Die­ser Tage schaut die Welt noch mehr auf Ame­ri­ka, als sie es sowie­so schon tut. Die „Schick­sals­wahl unse­rer Gene­ra­ti­on“ steht an und es wirkt ein biss­chen so, als wer­de am Diens­tag zwi­schen Him­mel und Höl­le ent­schie­den.

Der Wahl­kampf zeigt ein­mal mehr die ekla­tan­ten Unter­schie­de zwi­schen den USA und Deutsch­land auf: Nicht nur, dass wir hier ein ande­res Wahl­sys­tem haben, auch kul­tu­rell sieht es hier ganz anders aus. Das Pathos, das Oba­mas halb­stün­di­gen Info­mer­cial durch­weht, wäre hier­zu­lan­de undenk­bar.

Viel­leicht liegt es dar­an, dass Schwarz, Rot und Gold kei­ne so schö­ne Farb­kom­bi­na­ti­on ist wie Rot, Weiß und Blau. Aber noch nicht mal eine geeig­ne­te Musik­un­ter­ma­lung wür­de man hier für so einen Wahl­wer­be­film fin­den: in Deutsch­land gibt es kei­ne Folk­lo­re, denn was es gab, wur­de vom „Musi­kan­ten­stadl“ in Grund und Boden gevolks­tü­melt.

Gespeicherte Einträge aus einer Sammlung
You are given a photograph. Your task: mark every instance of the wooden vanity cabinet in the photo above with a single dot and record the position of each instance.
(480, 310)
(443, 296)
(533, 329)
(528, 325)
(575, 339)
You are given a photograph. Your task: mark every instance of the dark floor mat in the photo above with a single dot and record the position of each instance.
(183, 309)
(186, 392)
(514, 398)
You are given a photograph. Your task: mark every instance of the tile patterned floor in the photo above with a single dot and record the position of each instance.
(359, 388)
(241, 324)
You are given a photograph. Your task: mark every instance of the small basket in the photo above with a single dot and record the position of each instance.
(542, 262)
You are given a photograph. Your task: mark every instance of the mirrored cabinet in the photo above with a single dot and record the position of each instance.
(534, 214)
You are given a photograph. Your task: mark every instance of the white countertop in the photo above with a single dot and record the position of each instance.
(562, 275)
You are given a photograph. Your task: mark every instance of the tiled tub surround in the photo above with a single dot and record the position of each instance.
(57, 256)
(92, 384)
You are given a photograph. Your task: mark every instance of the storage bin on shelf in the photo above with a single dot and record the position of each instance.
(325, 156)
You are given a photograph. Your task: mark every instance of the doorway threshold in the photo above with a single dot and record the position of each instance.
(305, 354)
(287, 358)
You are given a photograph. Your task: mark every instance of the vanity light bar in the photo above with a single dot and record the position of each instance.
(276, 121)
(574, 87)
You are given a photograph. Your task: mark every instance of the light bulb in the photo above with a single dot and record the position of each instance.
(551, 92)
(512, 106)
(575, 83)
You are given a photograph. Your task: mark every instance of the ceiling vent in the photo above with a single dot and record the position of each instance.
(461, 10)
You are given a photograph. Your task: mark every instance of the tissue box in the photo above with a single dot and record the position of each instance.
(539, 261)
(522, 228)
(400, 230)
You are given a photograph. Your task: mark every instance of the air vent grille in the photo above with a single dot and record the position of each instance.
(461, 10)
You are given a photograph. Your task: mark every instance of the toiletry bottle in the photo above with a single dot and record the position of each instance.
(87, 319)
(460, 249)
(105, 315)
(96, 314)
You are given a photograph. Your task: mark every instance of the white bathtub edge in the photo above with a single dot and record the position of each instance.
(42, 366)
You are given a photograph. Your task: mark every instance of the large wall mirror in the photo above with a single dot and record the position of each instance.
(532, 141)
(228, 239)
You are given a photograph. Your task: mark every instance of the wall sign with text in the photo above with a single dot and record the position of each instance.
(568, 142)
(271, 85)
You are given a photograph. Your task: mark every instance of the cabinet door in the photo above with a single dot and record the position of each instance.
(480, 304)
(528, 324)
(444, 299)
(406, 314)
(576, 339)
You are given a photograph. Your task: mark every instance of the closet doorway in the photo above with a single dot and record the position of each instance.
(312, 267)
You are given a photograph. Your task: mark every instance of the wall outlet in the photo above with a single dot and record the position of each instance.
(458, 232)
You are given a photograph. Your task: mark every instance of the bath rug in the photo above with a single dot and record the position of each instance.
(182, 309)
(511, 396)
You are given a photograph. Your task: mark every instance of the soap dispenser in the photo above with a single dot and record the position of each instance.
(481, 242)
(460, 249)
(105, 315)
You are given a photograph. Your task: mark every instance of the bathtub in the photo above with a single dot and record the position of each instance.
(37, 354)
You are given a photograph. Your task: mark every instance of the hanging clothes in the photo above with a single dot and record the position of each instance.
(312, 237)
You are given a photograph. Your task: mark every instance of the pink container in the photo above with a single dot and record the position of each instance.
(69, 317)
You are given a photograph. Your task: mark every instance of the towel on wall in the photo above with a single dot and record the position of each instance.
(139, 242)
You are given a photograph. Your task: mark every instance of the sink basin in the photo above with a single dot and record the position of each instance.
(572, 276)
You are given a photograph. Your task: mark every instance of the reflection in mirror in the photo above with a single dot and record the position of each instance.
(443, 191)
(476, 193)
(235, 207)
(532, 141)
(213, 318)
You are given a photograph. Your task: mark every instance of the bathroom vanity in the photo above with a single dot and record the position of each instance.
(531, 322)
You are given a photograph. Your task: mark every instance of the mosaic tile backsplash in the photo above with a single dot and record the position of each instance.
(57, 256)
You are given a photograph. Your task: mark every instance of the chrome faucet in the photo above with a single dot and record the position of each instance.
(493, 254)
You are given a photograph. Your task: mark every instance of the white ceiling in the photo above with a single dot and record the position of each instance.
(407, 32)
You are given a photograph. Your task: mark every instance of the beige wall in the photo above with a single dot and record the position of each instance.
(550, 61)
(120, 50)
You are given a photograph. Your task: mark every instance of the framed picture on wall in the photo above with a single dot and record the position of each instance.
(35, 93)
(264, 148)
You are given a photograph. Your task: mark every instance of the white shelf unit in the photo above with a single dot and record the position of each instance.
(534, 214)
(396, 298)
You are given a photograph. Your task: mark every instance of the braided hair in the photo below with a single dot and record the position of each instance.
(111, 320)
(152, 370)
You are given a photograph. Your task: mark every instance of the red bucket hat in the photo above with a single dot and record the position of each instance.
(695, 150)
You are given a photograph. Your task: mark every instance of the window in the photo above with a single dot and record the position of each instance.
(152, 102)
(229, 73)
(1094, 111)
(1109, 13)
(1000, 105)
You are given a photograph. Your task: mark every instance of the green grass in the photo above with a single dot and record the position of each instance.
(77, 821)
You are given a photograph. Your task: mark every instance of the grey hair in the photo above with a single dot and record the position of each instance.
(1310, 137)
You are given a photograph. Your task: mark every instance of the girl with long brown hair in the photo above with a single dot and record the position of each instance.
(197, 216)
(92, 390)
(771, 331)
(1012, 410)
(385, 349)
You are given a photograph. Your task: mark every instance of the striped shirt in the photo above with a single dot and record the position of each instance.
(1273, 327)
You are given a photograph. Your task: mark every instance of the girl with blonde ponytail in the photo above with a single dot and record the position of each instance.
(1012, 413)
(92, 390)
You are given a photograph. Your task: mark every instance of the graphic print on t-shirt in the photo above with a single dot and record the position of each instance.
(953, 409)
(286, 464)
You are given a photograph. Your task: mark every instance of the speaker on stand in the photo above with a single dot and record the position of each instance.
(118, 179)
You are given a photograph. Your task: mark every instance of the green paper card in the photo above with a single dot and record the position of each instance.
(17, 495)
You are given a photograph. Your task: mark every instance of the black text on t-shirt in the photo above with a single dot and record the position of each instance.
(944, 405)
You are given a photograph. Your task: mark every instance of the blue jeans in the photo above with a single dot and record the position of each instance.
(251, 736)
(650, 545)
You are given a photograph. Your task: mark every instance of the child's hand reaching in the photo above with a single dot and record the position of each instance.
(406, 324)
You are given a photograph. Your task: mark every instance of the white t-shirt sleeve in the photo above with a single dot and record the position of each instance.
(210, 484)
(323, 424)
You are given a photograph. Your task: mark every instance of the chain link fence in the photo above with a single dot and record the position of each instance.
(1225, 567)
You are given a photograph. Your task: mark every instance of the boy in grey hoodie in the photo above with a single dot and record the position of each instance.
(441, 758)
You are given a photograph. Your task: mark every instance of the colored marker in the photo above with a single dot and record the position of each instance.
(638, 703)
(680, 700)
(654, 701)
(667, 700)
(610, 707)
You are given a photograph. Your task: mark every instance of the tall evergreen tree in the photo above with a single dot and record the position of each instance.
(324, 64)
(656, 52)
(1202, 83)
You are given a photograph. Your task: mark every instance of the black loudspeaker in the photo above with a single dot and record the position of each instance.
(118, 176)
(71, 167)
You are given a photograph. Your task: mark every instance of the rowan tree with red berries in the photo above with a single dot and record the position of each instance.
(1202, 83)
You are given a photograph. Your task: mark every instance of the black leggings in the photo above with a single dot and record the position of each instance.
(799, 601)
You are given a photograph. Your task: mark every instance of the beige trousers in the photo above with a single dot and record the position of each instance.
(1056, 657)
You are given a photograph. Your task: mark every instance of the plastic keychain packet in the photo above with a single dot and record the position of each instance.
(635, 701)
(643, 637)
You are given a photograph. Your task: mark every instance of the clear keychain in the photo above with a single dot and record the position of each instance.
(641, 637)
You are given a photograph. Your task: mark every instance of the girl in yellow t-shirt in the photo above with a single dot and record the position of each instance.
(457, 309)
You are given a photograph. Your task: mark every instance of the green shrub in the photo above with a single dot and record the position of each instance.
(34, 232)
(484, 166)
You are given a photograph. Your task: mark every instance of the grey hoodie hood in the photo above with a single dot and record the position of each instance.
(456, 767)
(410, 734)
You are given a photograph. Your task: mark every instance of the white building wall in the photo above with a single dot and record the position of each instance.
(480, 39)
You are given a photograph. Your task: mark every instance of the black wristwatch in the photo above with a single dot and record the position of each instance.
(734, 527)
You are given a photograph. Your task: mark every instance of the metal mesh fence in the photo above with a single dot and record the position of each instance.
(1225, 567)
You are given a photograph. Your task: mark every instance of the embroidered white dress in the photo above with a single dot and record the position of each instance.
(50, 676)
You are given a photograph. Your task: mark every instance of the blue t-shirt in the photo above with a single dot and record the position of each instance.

Aufgabe 1> Erläutere in ein bis drei Sätzen, warum man laut dem Textauszug in Deutschland nicht einmal eine passende Musik für einen solchen Wahlwerbefilm fände.
Aufgabe 2> Wie lang ist laut dem Textauszug Obamas Infomercial?
Aufgabe 3> Gib aus dem Textauszug die Stelle aus, die bei den Worten „Viel­leicht liegt es“ beginnt und nach „und Boden gevolks­tü­melt.“ endet.

Antwort 1> In Deutschland gibt es keine Folklore. Was es davon gab, wurde vom „Musikantenstadl“ in Grund und Boden gevolkstümelt.

Antwort 2> Es dauert eine halbe Stunde.

Antwort 3>
Viel­leicht liegt es dar­an, dass Schwarz, Rot und Gold kei­ne so schö­ne Farb­kom­bi­na­ti­on ist wie Rot, Weiß und Blau. Aber noch nicht mal eine geeig­ne­te Musik­un­ter­ma­lung wür­de man hier für so einen Wahl­wer­be­film fin­den: in Deutsch­land gibt es kei­ne Folk­lo­re, denn was es gab, wur­de vom „Musi­kan­ten­stadl“ in Grund und Boden gevolks­tü­melt.